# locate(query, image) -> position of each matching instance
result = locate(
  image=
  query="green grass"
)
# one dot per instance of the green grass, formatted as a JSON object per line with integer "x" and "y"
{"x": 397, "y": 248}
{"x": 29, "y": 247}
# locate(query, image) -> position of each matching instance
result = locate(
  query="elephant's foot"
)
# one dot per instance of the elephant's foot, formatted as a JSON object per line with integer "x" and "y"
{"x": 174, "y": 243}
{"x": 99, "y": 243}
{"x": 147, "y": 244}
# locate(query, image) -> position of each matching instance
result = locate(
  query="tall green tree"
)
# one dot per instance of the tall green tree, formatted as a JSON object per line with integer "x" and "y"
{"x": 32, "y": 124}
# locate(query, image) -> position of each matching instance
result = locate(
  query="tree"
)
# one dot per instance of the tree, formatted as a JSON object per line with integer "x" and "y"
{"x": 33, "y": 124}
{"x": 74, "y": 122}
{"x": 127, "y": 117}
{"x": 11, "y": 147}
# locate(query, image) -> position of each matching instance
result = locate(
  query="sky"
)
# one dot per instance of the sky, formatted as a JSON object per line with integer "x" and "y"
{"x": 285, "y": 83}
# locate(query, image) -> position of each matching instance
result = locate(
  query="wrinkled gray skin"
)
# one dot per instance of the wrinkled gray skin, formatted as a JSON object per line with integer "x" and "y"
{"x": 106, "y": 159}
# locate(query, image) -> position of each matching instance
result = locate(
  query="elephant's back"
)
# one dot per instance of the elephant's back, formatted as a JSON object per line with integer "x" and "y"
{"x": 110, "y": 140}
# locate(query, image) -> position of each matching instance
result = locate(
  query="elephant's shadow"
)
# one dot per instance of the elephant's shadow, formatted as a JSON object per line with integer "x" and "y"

(INSTRUCTIONS FOR THE TASK)
Repeat the entries exactly, all of them.

(ANSWER TO THIS EXERCISE)
# locate(query, image) -> position of each matching instance
result = locate(
  image=
  query="green grass"
)
# one dot per instance of the green grass, formatted as a JSON object per line with integer "x" and "y"
{"x": 397, "y": 248}
{"x": 29, "y": 247}
# locate(query, image) -> position of each matching instance
result = locate(
  query="elephant's foot"
)
# one dot per instance of the elephant's foot, formatted as a JSON object per line with integer "x" and "y"
{"x": 174, "y": 243}
{"x": 99, "y": 243}
{"x": 147, "y": 244}
# locate(query, image) -> position of each matching instance
result = locate(
  query="tall green tree"
)
# one dot per instance of the tall green tree, formatted as a JSON object per line with integer "x" and "y"
{"x": 32, "y": 124}
# locate(query, image) -> position of each matching instance
result = locate(
  query="tree"
)
# one dot per instance of the tree, formatted as a JSON object per line with integer "x" and "y"
{"x": 33, "y": 124}
{"x": 74, "y": 122}
{"x": 127, "y": 117}
{"x": 11, "y": 147}
# locate(query, image) -> position of each matching instance
result = locate(
  query="sky"
)
# one dot per instance of the sky, formatted as a JSON object per line with integer "x" and "y"
{"x": 285, "y": 83}
# locate(query, image) -> position of each matching instance
result = locate(
  query="wrinkled gray skin"
)
# one dot per instance of the wrinkled gray skin, formatted as a JSON object per line with integer "x" and "y"
{"x": 106, "y": 159}
# locate(query, image) -> position of each matching instance
result = locate(
  query="elephant's back"
)
# one dot per instance of the elephant's back, formatted as a JSON object per line with integer "x" and "y"
{"x": 110, "y": 140}
# locate(query, image) -> position of each matching instance
result = locate(
  query="elephant's shadow"
)
# one dot per instance of the elephant's shadow, formatted as a JSON object per line with integer "x" and "y"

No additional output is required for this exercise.